======== Data to process

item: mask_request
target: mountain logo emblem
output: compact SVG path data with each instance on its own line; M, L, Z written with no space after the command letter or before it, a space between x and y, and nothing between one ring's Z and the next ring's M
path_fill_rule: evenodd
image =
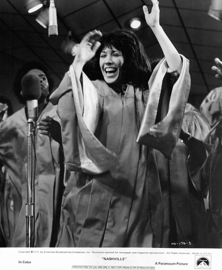
M196 264L195 268L196 269L210 269L211 256L195 256Z

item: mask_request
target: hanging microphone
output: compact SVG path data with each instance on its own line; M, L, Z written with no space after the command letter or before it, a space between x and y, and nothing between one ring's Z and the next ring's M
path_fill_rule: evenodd
M57 16L54 0L50 0L49 8L49 37L58 35Z
M22 79L22 95L26 100L29 118L37 121L38 100L41 96L41 84L38 76L35 73L27 73Z

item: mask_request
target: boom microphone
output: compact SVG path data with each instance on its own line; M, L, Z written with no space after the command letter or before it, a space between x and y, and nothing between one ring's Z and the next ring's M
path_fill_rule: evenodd
M57 16L54 0L50 0L49 8L49 27L48 30L49 37L58 35Z
M22 79L22 95L26 100L29 118L38 119L38 100L41 96L40 79L35 73L27 73Z

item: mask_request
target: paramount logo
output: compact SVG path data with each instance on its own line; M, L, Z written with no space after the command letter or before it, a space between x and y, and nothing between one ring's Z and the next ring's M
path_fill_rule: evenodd
M195 256L195 269L211 269L211 256Z

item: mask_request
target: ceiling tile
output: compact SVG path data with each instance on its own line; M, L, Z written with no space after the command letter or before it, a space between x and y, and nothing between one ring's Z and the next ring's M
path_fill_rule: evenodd
M113 19L106 6L100 1L65 18L65 21L74 34L78 36L87 32L89 28L93 28Z

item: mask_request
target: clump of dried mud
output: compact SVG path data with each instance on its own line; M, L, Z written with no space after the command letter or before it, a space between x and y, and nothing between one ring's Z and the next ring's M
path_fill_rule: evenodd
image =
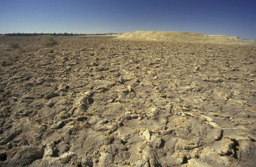
M255 47L77 38L6 50L1 166L256 163Z

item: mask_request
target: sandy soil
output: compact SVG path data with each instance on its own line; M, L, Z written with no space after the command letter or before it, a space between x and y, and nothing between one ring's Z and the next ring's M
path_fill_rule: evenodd
M1 166L255 166L256 48L1 40Z

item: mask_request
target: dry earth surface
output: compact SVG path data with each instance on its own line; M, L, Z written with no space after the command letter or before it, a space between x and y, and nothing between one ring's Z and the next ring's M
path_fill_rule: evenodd
M255 45L121 37L1 37L1 166L255 166Z

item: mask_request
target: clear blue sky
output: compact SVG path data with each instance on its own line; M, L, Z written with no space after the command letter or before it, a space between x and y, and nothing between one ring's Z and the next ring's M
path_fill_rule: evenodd
M0 0L0 33L189 31L256 38L256 0Z

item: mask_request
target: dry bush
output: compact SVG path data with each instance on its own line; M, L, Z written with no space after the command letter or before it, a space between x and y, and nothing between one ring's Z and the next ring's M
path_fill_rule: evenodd
M10 42L9 45L12 48L17 48L20 47L20 43L17 41L12 41Z
M52 36L45 36L43 37L43 44L45 46L57 45L58 40Z

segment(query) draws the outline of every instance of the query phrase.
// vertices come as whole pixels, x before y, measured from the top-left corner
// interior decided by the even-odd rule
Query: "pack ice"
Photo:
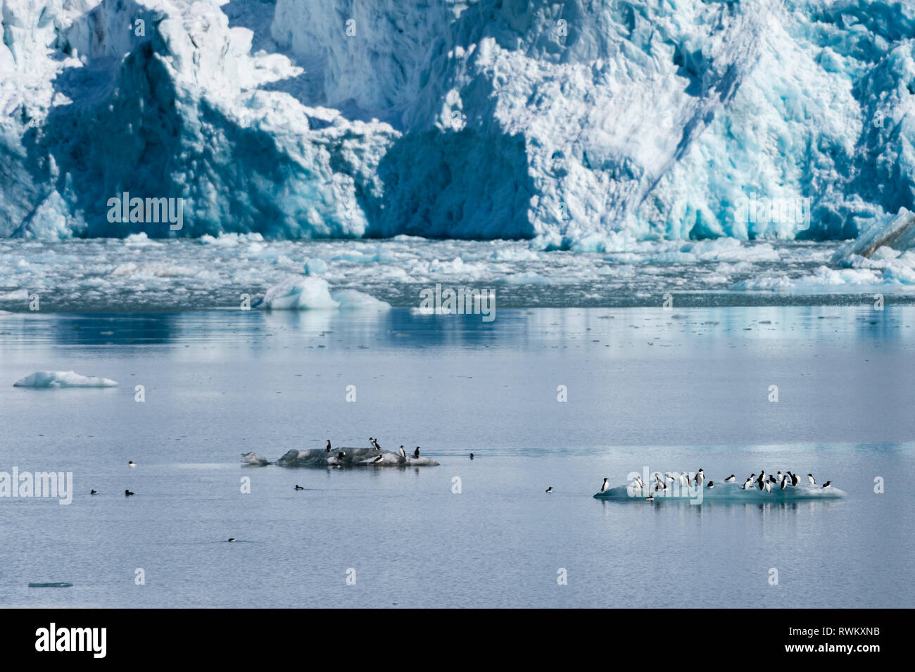
[[[2,6],[0,236],[603,251],[915,209],[910,2]],[[183,199],[183,227],[111,221],[124,194]]]

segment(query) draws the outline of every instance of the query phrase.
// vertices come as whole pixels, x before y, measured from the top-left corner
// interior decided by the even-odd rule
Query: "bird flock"
[[[666,493],[668,484],[676,484],[682,487],[702,487],[703,483],[705,481],[705,473],[699,469],[692,476],[687,472],[673,472],[673,474],[665,472],[663,477],[661,475],[661,472],[654,472],[652,475],[654,476],[654,486],[653,490],[655,493]],[[724,479],[725,483],[734,483],[737,480],[737,476],[731,474],[729,476]],[[786,471],[782,474],[780,471],[776,475],[766,475],[764,469],[759,471],[759,475],[756,474],[750,474],[747,480],[744,482],[743,490],[753,490],[759,489],[765,490],[766,492],[771,492],[772,488],[777,488],[780,490],[784,490],[788,487],[796,487],[801,482],[800,476],[797,474],[792,474],[790,471]],[[813,474],[807,475],[807,482],[811,485],[815,485],[816,479],[813,478]],[[639,486],[642,491],[648,489],[645,486],[645,482],[641,479],[641,476],[637,475],[632,483]],[[826,481],[821,487],[827,488],[831,487],[833,485],[832,481]],[[705,487],[711,489],[715,487],[715,481],[708,481]],[[607,492],[610,489],[610,481],[608,478],[605,478],[603,484],[600,485],[600,492]],[[548,491],[549,492],[549,491]],[[650,494],[645,499],[649,501],[654,499],[654,494]]]

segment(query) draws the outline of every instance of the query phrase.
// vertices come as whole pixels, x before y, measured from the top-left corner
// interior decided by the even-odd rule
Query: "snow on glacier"
[[[911,2],[3,7],[0,236],[613,253],[850,238],[915,208]],[[124,192],[183,198],[184,228],[110,222]],[[747,198],[805,199],[810,221]]]

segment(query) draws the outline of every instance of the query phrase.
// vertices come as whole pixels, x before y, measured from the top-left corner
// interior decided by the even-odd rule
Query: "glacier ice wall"
[[[0,236],[603,251],[915,208],[910,0],[0,6]],[[109,221],[124,192],[182,229]]]

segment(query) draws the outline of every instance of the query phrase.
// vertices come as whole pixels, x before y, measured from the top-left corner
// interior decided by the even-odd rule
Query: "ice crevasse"
[[[2,7],[0,236],[604,251],[915,209],[910,0]],[[183,226],[111,221],[123,194],[182,198]]]

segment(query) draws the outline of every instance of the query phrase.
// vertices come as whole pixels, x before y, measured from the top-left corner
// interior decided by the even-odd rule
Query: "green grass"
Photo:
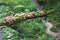
[[[0,5],[0,18],[20,12],[37,11],[32,0],[1,0],[0,3],[3,3]],[[50,35],[46,34],[45,29],[40,18],[25,20],[3,28],[3,40],[53,40]],[[14,34],[14,36],[8,39],[8,34]]]

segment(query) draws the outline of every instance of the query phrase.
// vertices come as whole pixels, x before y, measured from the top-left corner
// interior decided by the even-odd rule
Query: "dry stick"
[[[2,25],[6,25],[6,24],[13,24],[17,21],[22,21],[22,20],[26,20],[26,19],[30,19],[30,18],[35,18],[35,17],[41,17],[44,16],[48,13],[54,12],[53,10],[49,10],[49,11],[38,11],[38,12],[30,12],[30,13],[21,13],[21,14],[15,14],[14,16],[8,16],[5,17],[3,19],[0,19],[0,26]]]

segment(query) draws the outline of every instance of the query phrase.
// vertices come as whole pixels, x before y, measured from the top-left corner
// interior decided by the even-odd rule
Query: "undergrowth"
[[[0,5],[0,18],[20,12],[37,11],[36,5],[32,0],[1,0],[0,3],[2,3]],[[59,20],[59,4],[59,0],[54,0],[54,3],[47,1],[43,5],[44,10],[56,9],[55,12],[47,15],[48,21],[55,23]],[[3,40],[53,40],[50,35],[46,34],[45,26],[40,18],[25,20],[21,23],[18,22],[3,28],[2,31]],[[13,34],[13,36],[7,38],[9,34]]]

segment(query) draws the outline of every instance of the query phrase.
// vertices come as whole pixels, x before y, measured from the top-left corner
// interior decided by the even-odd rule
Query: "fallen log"
[[[41,17],[44,16],[48,13],[53,12],[54,10],[49,10],[49,11],[37,11],[37,12],[30,12],[30,13],[20,13],[20,14],[15,14],[14,16],[7,16],[3,19],[0,19],[0,26],[6,25],[6,24],[13,24],[18,21],[30,19],[30,18],[35,18],[35,17]]]

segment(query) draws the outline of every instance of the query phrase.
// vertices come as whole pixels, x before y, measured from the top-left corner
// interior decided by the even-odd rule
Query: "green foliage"
[[[32,0],[0,0],[0,3],[3,3],[0,5],[0,18],[14,15],[15,13],[37,10]],[[40,18],[25,20],[21,23],[17,22],[2,30],[3,40],[53,40],[51,36],[45,33],[45,26]],[[14,36],[8,39],[8,34],[14,34]]]

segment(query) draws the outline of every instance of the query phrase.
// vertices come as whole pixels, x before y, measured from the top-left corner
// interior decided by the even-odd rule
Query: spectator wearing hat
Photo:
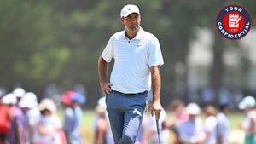
[[[68,100],[69,101],[67,101]],[[66,134],[67,144],[81,144],[81,128],[83,112],[80,105],[84,104],[86,99],[84,95],[77,92],[67,92],[61,96],[61,100],[71,101],[66,103],[67,107],[64,112],[63,130]],[[63,101],[64,103],[66,101]]]
[[[201,113],[201,109],[196,103],[192,102],[185,107],[185,112],[189,118],[182,123],[178,129],[180,142],[183,144],[199,143],[204,136],[202,120],[197,117]]]
[[[215,144],[217,143],[217,109],[212,106],[207,105],[204,108],[205,123],[203,125],[204,136],[202,143],[204,144]]]
[[[43,99],[38,106],[40,118],[34,130],[34,144],[63,144],[61,141],[60,120],[53,114],[56,112],[56,107],[52,100]]]
[[[224,102],[220,104],[220,112],[217,115],[218,125],[217,135],[218,144],[230,144],[230,121],[228,118],[228,113],[230,112],[230,103]]]
[[[29,143],[29,124],[26,115],[27,111],[33,107],[32,103],[26,99],[20,99],[17,109],[11,121],[8,141],[10,144]]]
[[[26,94],[26,90],[20,87],[15,88],[13,90],[13,94],[16,96],[17,98],[17,105],[20,101],[21,97]]]
[[[247,115],[239,125],[245,131],[245,144],[256,143],[256,111],[254,107],[255,99],[253,96],[244,97],[238,105],[238,107]]]

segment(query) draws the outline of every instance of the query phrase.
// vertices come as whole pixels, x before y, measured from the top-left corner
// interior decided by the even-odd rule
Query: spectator
[[[56,111],[55,103],[48,98],[43,99],[39,104],[40,118],[34,129],[34,144],[63,144],[61,141],[60,120],[54,118]],[[59,122],[58,122],[59,121]]]
[[[207,105],[204,108],[204,114],[206,117],[203,131],[204,136],[202,137],[203,144],[215,144],[217,143],[217,118],[218,112],[212,105]]]
[[[11,127],[9,133],[8,140],[10,144],[26,144],[29,143],[29,125],[27,111],[33,107],[30,101],[20,99],[19,107],[13,115]]]
[[[9,113],[9,106],[7,103],[3,102],[2,91],[0,90],[0,144],[5,143],[9,129],[10,126],[10,113]],[[6,99],[7,97],[5,97]],[[6,100],[5,100],[6,101]]]
[[[245,144],[256,143],[256,111],[254,107],[255,99],[253,96],[244,97],[238,105],[238,107],[247,115],[247,118],[239,125],[245,131]]]
[[[95,124],[95,144],[107,144],[107,133],[108,124],[106,119],[106,108],[103,107],[97,106],[95,109],[96,114],[96,119]]]
[[[38,102],[37,95],[33,92],[26,92],[23,95],[26,101],[29,101],[31,104],[33,106],[27,112],[28,124],[29,124],[29,133],[30,133],[30,142],[32,141],[33,138],[33,130],[35,124],[38,122],[40,118],[40,112],[38,109]]]
[[[106,110],[106,102],[105,101],[106,101],[106,96],[101,97],[97,101],[97,106],[96,107],[103,107]],[[97,118],[98,118],[96,117],[96,119],[95,119],[95,124],[96,124]],[[107,123],[108,123],[108,131],[107,131],[106,137],[105,137],[106,143],[107,144],[114,144],[113,137],[113,134],[112,134],[112,131],[111,131],[110,123],[109,123],[108,115],[107,111],[105,111],[105,118],[106,118]]]
[[[16,96],[17,98],[17,105],[20,101],[21,97],[25,95],[26,90],[20,87],[15,88],[13,90],[13,94]]]
[[[220,104],[220,112],[217,115],[218,120],[218,144],[230,144],[230,121],[228,118],[228,112],[230,111],[230,104],[229,102],[224,102]]]
[[[196,103],[188,104],[185,111],[189,115],[189,119],[181,124],[178,132],[179,139],[183,144],[196,144],[202,141],[203,124],[197,116],[201,113]]]
[[[85,103],[85,97],[79,93],[69,91],[69,94],[62,95],[63,98],[70,98],[70,105],[65,109],[63,130],[67,137],[67,144],[81,144],[81,128],[83,112],[81,104]]]
[[[174,134],[174,144],[179,144],[178,129],[182,123],[189,120],[189,114],[184,111],[184,103],[178,99],[171,102],[171,113],[173,119],[164,123],[164,127],[171,130]]]

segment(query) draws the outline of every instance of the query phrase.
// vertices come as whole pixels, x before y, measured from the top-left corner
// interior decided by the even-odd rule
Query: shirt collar
[[[144,32],[144,30],[142,27],[140,27],[139,32],[137,33],[135,37],[132,38],[131,40],[140,40],[140,39],[142,39],[143,37],[144,36],[143,32]],[[127,37],[125,36],[125,29],[123,31],[122,37],[123,38],[127,38]]]

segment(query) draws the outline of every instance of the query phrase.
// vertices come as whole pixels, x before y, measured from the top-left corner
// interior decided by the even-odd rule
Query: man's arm
[[[161,77],[160,74],[160,66],[150,67],[151,81],[152,81],[152,92],[153,92],[153,103],[150,108],[151,115],[155,114],[155,118],[159,119],[162,106],[160,104],[160,89],[161,89]]]
[[[98,60],[98,73],[99,73],[101,89],[106,95],[110,94],[111,86],[113,85],[112,84],[107,82],[108,71],[108,63],[105,61],[105,60],[101,55]]]

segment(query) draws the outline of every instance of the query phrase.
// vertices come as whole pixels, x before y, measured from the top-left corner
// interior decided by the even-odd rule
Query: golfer
[[[153,90],[152,115],[160,118],[160,74],[164,64],[158,39],[140,26],[137,6],[125,5],[120,12],[125,30],[114,33],[98,60],[102,90],[107,95],[107,112],[115,144],[133,144],[136,141],[147,102]],[[108,64],[114,65],[108,82]]]

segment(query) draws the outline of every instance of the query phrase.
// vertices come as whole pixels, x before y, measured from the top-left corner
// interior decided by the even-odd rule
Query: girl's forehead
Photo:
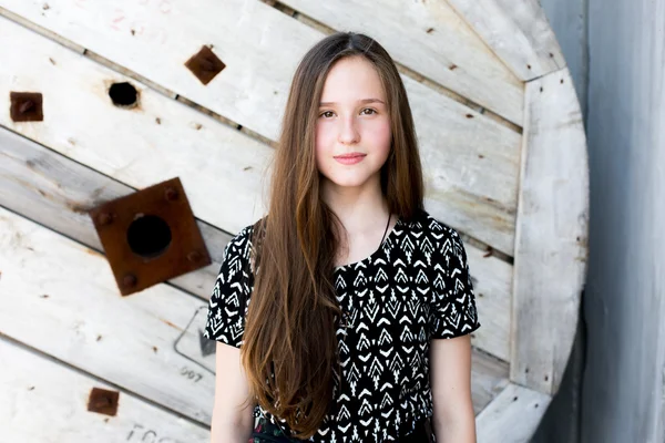
[[[386,102],[383,84],[375,65],[362,56],[349,56],[336,62],[324,83],[321,102],[357,102],[379,99]]]

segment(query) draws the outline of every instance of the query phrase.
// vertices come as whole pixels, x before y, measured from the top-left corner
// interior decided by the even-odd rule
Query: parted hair
[[[407,92],[388,52],[354,32],[324,38],[294,74],[275,150],[267,216],[252,235],[255,272],[242,364],[252,398],[286,421],[293,436],[308,439],[335,404],[339,371],[335,256],[344,227],[321,200],[315,157],[315,127],[326,76],[339,60],[371,62],[387,97],[392,134],[380,171],[391,214],[410,219],[422,209],[423,178]]]

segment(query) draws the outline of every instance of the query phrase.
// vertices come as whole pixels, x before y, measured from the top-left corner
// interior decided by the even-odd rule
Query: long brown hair
[[[313,436],[332,401],[339,370],[332,286],[344,227],[321,200],[315,125],[326,76],[342,58],[362,56],[386,91],[392,143],[381,190],[390,214],[410,219],[422,209],[423,182],[411,110],[386,50],[364,34],[338,32],[314,45],[298,65],[282,124],[270,181],[268,215],[254,225],[255,284],[242,364],[258,404],[284,419],[294,436]],[[338,375],[340,372],[338,372]]]

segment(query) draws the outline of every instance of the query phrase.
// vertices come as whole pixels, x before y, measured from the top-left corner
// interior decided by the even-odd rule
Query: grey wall
[[[541,1],[585,111],[591,226],[575,349],[533,441],[663,442],[665,0]]]
[[[663,442],[665,0],[590,0],[583,442]]]

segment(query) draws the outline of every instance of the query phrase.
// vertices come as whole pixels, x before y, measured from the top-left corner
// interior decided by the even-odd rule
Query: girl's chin
[[[362,177],[325,177],[326,182],[328,182],[328,186],[335,187],[362,187],[369,185],[372,179],[371,177],[362,176]]]

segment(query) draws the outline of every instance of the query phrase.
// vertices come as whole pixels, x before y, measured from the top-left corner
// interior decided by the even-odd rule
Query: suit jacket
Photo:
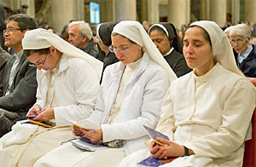
[[[3,78],[4,75],[4,66],[10,58],[10,55],[3,50],[0,46],[0,96],[3,95]]]
[[[5,66],[3,78],[3,95],[7,91],[10,70],[15,59],[15,56],[12,55]],[[0,108],[15,112],[26,112],[36,101],[38,87],[36,75],[37,67],[30,63],[23,54],[16,67],[10,93],[0,97]]]

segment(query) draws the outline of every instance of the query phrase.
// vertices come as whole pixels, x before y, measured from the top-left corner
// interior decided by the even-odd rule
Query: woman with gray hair
[[[230,43],[236,52],[236,64],[246,77],[256,78],[256,47],[250,44],[251,30],[246,24],[239,24],[230,32]]]

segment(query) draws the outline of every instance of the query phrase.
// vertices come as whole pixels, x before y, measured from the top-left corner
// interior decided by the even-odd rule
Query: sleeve
[[[196,156],[224,158],[244,142],[255,107],[254,90],[244,79],[238,80],[224,103],[222,124],[211,135],[186,144]]]
[[[172,83],[172,85],[166,95],[161,107],[160,119],[156,126],[156,130],[166,135],[171,141],[174,140],[173,132],[176,130],[173,102],[172,98],[172,93],[175,91],[173,84],[174,82]]]
[[[25,72],[21,72],[21,71]],[[0,97],[0,107],[12,112],[27,112],[36,101],[38,82],[36,79],[37,67],[27,60],[22,64],[20,72],[24,73],[16,88],[10,94]],[[20,77],[20,76],[18,76]]]
[[[152,71],[150,72],[153,72]],[[168,89],[168,78],[165,71],[159,71],[147,82],[140,109],[139,117],[126,122],[102,124],[103,141],[115,139],[131,140],[146,135],[143,124],[154,128],[159,120],[160,109]],[[131,105],[132,106],[132,105]],[[129,112],[131,107],[125,107]]]
[[[99,79],[96,71],[90,65],[79,64],[69,73],[69,82],[73,83],[73,95],[76,104],[55,107],[57,125],[68,124],[65,118],[81,120],[87,118],[94,111],[97,94],[100,89]]]

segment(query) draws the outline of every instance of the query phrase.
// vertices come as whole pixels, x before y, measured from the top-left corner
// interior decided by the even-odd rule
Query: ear
[[[54,47],[54,46],[50,46],[49,47],[49,53],[51,54],[51,55],[55,55],[56,53],[57,53],[57,49]]]
[[[86,36],[86,35],[84,35],[84,36],[83,36],[83,42],[85,42],[85,41],[87,41],[87,36]]]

================

Work to do —
Turn the entries from the very start through the line containing "M196 264L195 268L196" into a numbered list, skipping any blank lines and leaving the pictures out.

Completed task —
1. item: mask_request
2. target: mountain logo emblem
3. output: compact SVG path data with each instance on its own line; M, L, Z written with no space after the command letter or before it, a space between x and y, and nothing between one ring's Z and the next ring's M
4. path_fill_rule: evenodd
5. image =
6. M196 264L195 268L196 269L210 269L211 256L195 256Z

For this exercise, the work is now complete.